__Task prompt__
Copy out the listing below word for word, from the line containing "highlight every grey" down to the line containing "highlight every white", with both of those lines included.
-- START OF Data for this task --
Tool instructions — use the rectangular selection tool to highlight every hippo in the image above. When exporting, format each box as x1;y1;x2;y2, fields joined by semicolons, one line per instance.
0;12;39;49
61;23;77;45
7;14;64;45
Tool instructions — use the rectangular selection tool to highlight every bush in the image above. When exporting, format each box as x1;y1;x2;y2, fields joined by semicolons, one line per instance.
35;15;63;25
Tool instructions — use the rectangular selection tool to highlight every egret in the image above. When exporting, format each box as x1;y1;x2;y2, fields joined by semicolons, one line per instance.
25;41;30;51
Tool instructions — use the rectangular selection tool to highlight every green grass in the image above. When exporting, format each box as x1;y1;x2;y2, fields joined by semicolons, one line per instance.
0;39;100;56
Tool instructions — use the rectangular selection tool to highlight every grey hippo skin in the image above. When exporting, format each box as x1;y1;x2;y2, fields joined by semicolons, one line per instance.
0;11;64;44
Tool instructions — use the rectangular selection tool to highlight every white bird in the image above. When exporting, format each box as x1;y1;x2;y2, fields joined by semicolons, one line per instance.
-- END OF Data for this task --
-- START OF Data for this task --
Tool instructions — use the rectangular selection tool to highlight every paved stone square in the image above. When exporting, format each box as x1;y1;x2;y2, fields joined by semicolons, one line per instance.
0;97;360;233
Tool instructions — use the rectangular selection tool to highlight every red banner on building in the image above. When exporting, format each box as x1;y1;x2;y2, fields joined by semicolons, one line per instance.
-- END OF Data for this task --
__Solution for this exercise__
Tool instructions — use the rectangular selection tool to highlight every grey hippo skin in the image above. When exporting, format each box as x1;y1;x2;y2, fields joined by semicolons, one line per instance.
0;11;64;44
Tool instructions — use the rectangular selection tool to highlight every white bird in the image above. When exporting, format each box as x1;y1;x2;y2, fields joined by semicolons, one line per instance.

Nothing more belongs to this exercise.